■ **Ruwe records**
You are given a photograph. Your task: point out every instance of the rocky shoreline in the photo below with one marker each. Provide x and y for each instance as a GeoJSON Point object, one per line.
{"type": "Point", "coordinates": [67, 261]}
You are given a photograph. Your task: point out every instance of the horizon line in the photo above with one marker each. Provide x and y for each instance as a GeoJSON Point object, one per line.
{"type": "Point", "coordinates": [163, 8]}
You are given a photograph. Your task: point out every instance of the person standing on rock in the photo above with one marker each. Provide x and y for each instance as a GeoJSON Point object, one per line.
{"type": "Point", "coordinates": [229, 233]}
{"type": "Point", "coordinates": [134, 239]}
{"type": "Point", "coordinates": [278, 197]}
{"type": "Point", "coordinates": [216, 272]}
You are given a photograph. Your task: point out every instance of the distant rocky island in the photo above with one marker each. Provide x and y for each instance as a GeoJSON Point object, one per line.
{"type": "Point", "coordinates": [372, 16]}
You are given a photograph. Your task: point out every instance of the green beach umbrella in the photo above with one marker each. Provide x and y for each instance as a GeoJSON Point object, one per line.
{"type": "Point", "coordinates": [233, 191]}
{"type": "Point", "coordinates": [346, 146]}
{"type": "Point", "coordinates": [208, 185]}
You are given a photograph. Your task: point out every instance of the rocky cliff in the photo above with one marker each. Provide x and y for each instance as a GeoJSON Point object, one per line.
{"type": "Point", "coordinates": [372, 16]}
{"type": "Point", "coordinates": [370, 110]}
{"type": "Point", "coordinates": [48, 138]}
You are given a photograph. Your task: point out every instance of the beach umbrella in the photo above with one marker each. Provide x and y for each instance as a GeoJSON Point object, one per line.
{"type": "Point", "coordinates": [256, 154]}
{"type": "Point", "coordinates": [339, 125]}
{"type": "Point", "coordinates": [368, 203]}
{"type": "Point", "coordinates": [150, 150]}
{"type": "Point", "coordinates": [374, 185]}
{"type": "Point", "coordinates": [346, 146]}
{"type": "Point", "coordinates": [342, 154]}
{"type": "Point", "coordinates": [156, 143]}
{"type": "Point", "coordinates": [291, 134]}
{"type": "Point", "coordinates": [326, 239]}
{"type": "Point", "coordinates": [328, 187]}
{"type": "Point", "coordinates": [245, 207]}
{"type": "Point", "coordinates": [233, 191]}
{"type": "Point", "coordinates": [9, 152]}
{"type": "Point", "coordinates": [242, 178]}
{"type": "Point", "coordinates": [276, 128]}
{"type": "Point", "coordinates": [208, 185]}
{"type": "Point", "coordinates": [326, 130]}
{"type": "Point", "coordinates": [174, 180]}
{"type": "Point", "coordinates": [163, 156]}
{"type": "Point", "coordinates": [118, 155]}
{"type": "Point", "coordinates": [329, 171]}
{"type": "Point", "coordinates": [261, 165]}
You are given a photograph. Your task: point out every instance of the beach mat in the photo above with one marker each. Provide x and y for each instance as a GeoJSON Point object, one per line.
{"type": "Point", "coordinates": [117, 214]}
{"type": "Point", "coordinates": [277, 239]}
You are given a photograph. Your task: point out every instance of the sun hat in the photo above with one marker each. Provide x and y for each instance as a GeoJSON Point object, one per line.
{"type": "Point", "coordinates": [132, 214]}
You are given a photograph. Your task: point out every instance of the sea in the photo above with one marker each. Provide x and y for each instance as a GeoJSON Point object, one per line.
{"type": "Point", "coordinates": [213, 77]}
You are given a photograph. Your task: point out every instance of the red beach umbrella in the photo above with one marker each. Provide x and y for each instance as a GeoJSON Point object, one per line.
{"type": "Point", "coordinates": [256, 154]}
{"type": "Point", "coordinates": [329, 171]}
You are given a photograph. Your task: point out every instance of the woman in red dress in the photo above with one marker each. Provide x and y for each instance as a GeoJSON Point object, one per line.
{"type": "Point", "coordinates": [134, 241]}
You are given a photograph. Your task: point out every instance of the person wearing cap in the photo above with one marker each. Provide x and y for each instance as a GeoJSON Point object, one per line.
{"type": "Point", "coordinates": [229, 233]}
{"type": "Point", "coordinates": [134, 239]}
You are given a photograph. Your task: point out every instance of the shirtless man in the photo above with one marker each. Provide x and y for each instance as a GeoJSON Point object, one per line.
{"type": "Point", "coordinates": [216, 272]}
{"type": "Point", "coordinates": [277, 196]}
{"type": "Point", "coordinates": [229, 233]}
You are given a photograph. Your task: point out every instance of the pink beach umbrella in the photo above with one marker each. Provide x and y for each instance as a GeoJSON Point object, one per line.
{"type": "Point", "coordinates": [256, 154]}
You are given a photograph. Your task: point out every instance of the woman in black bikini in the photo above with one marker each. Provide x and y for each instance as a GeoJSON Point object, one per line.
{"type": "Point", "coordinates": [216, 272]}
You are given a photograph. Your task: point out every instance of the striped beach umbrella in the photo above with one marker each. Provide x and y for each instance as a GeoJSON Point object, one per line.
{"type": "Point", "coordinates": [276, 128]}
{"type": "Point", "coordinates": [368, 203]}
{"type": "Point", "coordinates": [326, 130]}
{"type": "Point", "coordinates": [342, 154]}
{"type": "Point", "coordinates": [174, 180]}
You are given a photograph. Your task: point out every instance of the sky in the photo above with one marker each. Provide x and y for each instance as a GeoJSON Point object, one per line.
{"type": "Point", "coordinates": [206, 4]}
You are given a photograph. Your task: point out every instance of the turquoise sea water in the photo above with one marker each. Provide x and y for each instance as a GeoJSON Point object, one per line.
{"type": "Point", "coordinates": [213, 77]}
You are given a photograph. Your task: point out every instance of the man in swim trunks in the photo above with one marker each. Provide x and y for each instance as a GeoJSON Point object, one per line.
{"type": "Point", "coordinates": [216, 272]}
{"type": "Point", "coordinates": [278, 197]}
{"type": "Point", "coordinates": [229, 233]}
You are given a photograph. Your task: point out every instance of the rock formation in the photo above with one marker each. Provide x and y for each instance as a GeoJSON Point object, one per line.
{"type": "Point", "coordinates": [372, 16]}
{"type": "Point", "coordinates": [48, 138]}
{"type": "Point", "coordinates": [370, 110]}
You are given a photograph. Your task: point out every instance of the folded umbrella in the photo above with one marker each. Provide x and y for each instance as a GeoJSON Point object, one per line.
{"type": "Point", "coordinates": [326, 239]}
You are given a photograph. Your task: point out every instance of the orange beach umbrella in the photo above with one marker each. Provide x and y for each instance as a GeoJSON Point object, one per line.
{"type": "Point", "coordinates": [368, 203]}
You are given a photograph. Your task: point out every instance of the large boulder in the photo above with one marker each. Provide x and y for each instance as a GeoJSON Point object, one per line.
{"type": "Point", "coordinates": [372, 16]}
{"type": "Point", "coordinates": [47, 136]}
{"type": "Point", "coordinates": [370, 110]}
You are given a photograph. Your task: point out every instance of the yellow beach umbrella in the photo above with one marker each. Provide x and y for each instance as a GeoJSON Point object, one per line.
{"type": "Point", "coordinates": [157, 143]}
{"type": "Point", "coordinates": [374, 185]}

■ **Wat verwacht wordt**
Schrijf alle records hierboven regel voor regel en zonder enige wijziging over.

■ **Uitvoer hieronder**
You are given a photograph. Your task: point out every instance of the rocky shoreline in the photo below with one marker each. Provide x and y for each instance as a GeoJSON Point object, one per line.
{"type": "Point", "coordinates": [67, 261]}
You are given a photograph. Your task: point out every instance of the horizon line in the photo above with one marker each. Provide x and y for each instance as a GeoJSON Point object, one per line.
{"type": "Point", "coordinates": [163, 8]}
You are given a photograph. Your task: point out every instance of the person standing on rock in the photo above with one marker each. Provide x and y for each instance as a GeoJSON Point object, one per line.
{"type": "Point", "coordinates": [229, 233]}
{"type": "Point", "coordinates": [134, 239]}
{"type": "Point", "coordinates": [278, 197]}
{"type": "Point", "coordinates": [216, 272]}
You are given a photograph. Your task: point out every instance of the distant rocky island in the photo above with one marker each. Provide x and y for each instance as a GeoJSON Point object, one per line.
{"type": "Point", "coordinates": [372, 16]}
You are given a photograph. Your task: point out every instance of the green beach umbrella in the photo above with one marker each. Provide x and y for each instance as a GeoJSON Point object, one per line.
{"type": "Point", "coordinates": [233, 191]}
{"type": "Point", "coordinates": [346, 146]}
{"type": "Point", "coordinates": [208, 185]}
You are given a photograph. Your task: point out every instance of the rocky cliff in the photo above with one marker each. Provide x and y for each instance as a GeoJSON Point object, one per line.
{"type": "Point", "coordinates": [372, 16]}
{"type": "Point", "coordinates": [370, 110]}
{"type": "Point", "coordinates": [48, 138]}
You are given a photograph. Your task: point out every instance of the beach umbrella in the photo above with one marker each. Provide x and y for each instance as a GeoJSON Point object, one per line.
{"type": "Point", "coordinates": [256, 154]}
{"type": "Point", "coordinates": [339, 125]}
{"type": "Point", "coordinates": [368, 203]}
{"type": "Point", "coordinates": [150, 150]}
{"type": "Point", "coordinates": [374, 185]}
{"type": "Point", "coordinates": [346, 146]}
{"type": "Point", "coordinates": [342, 154]}
{"type": "Point", "coordinates": [156, 143]}
{"type": "Point", "coordinates": [291, 134]}
{"type": "Point", "coordinates": [326, 239]}
{"type": "Point", "coordinates": [328, 187]}
{"type": "Point", "coordinates": [245, 207]}
{"type": "Point", "coordinates": [233, 191]}
{"type": "Point", "coordinates": [9, 152]}
{"type": "Point", "coordinates": [242, 178]}
{"type": "Point", "coordinates": [276, 128]}
{"type": "Point", "coordinates": [208, 185]}
{"type": "Point", "coordinates": [326, 130]}
{"type": "Point", "coordinates": [174, 180]}
{"type": "Point", "coordinates": [163, 156]}
{"type": "Point", "coordinates": [118, 155]}
{"type": "Point", "coordinates": [329, 171]}
{"type": "Point", "coordinates": [261, 165]}
You are given a photograph. Your task: point out every instance of the beach mat in the photo above with one marker each. Provide x and y for each instance as a GeoJSON Point object, one per line.
{"type": "Point", "coordinates": [117, 214]}
{"type": "Point", "coordinates": [277, 239]}
You are given a photograph. Your task: point out every instance of the sun hat in the photo above with one marker each. Provide x and y for each instance as a GeoJSON Point object, one per line.
{"type": "Point", "coordinates": [132, 214]}
You are given a photograph. Your task: point out every instance of the sea in the photo above with one marker each. Provide x and y for each instance as a GeoJSON Point object, one per line.
{"type": "Point", "coordinates": [213, 77]}
You are given a photograph. Your task: point out every instance of the red beach umbrella in the photo above with one marker each. Provide x and y for each instance as a GeoJSON Point object, one per line.
{"type": "Point", "coordinates": [256, 154]}
{"type": "Point", "coordinates": [329, 171]}
You are given a photograph. Your task: point out every instance of the woman in red dress in the photo above with one marker each. Provide x and y for each instance as a GeoJSON Point object, one per line.
{"type": "Point", "coordinates": [134, 241]}
You are given a photograph. Your task: point out every instance of the person wearing cap in the photo above with one marker each. Provide x and y for each instance as a GeoJSON Point object, one per line.
{"type": "Point", "coordinates": [229, 233]}
{"type": "Point", "coordinates": [134, 239]}
You are given a photograph. Your task: point out every instance of the shirtless man in the photo above with one marker each. Provide x and y for each instance as a GeoJSON Point object, one per line.
{"type": "Point", "coordinates": [216, 272]}
{"type": "Point", "coordinates": [277, 196]}
{"type": "Point", "coordinates": [229, 233]}
You are given a photograph. Your task: point out every instance of the pink beach umbrella in the photo above with one marker each. Provide x and y for each instance as a GeoJSON Point object, one per line.
{"type": "Point", "coordinates": [256, 154]}
You are given a photograph. Your task: point out every instance of the woman in black bikini in the photo above with one marker each. Provide x and y for each instance as a GeoJSON Point object, one per line.
{"type": "Point", "coordinates": [216, 272]}
You are given a photograph. Your task: point out every instance of the striped beach umbrella in the photo above with one marker each. Provide x and y for each instance as a GeoJSON Point object, one per line.
{"type": "Point", "coordinates": [276, 128]}
{"type": "Point", "coordinates": [368, 203]}
{"type": "Point", "coordinates": [326, 130]}
{"type": "Point", "coordinates": [342, 154]}
{"type": "Point", "coordinates": [174, 180]}
You are given a photograph. Your task: point out every instance of the sky in the photo above with one marker each. Provide x and y for each instance as a GeoJSON Point object, one per line.
{"type": "Point", "coordinates": [206, 4]}
You are given a photograph. Your task: point out every instance of the turquoise sea water in the photo above with one marker each. Provide x and y for each instance as a GeoJSON Point object, one per line.
{"type": "Point", "coordinates": [213, 77]}
You are given a photograph. Your task: point out every instance of the man in swim trunks in the photo above with one marker each. Provide x and y for each instance as a GeoJSON Point object, one per line.
{"type": "Point", "coordinates": [216, 272]}
{"type": "Point", "coordinates": [278, 197]}
{"type": "Point", "coordinates": [229, 233]}
You are given a photograph. Your task: point out every instance of the rock formation in the photo above with one marker each. Provide x and y for each instance as a GeoJSON Point object, one per line.
{"type": "Point", "coordinates": [372, 16]}
{"type": "Point", "coordinates": [48, 138]}
{"type": "Point", "coordinates": [370, 110]}
You are given a photograph. Your task: point out every instance of the folded umbrella in the photo above with one marker each. Provide x and y for each instance as a GeoJSON Point object, one per line.
{"type": "Point", "coordinates": [326, 239]}
You are given a photograph. Your task: point out every instance of the orange beach umbrella in the photo above with one marker each. Provide x and y for each instance as a GeoJSON Point object, one per line.
{"type": "Point", "coordinates": [368, 203]}
You are given a photograph. Your task: point out every instance of the large boulder in the photo above with one marker each. Provide x and y for each instance as a GeoJSON Point object, one per line.
{"type": "Point", "coordinates": [372, 16]}
{"type": "Point", "coordinates": [47, 136]}
{"type": "Point", "coordinates": [370, 110]}
You are given a photograph. Your task: point out every instance of the yellow beach umbrella in the photo above with one marker each. Provide x and y for each instance as a GeoJSON Point object, one per line.
{"type": "Point", "coordinates": [157, 143]}
{"type": "Point", "coordinates": [374, 185]}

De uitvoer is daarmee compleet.